• [DATASET ENTRIES]:
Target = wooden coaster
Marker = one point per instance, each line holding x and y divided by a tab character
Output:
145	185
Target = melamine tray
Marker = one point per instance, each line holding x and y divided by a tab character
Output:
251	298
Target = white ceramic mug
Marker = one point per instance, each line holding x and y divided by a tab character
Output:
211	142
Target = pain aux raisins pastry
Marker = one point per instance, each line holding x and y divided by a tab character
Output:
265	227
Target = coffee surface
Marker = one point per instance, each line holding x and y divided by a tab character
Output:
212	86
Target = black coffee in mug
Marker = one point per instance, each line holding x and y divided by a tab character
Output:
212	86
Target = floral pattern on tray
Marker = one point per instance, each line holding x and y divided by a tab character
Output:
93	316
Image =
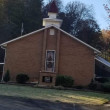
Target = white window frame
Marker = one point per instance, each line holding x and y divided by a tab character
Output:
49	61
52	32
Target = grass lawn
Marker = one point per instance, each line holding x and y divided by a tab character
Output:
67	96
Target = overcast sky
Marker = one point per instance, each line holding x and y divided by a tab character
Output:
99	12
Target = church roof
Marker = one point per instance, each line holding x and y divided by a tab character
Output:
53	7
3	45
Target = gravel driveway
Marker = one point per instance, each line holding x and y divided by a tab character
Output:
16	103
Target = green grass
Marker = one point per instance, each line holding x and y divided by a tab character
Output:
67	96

...

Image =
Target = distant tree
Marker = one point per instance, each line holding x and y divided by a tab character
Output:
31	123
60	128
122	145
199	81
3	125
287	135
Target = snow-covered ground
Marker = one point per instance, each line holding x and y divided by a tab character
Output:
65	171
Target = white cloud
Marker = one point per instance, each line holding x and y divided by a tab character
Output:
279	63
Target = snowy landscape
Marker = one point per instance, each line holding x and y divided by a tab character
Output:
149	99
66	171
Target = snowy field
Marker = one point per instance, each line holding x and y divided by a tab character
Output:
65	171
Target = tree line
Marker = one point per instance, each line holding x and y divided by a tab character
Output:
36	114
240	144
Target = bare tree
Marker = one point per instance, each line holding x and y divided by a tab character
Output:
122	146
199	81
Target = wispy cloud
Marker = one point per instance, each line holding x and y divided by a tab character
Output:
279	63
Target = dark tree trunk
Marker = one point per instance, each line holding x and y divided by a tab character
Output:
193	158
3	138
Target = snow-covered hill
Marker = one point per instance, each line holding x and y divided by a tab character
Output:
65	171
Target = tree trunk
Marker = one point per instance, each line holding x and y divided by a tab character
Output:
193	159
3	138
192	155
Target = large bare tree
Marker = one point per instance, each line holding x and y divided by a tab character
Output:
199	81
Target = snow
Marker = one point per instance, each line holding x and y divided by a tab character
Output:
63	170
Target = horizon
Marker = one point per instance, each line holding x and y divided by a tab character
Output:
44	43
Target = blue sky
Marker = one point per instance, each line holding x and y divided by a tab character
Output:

• [CHALLENGE]: Show every line of the listing above that contains the word "snowy". Copy each of those lines in full.

• [CORRECT RESPONSE]:
Target = snowy landscape
Target = snowy field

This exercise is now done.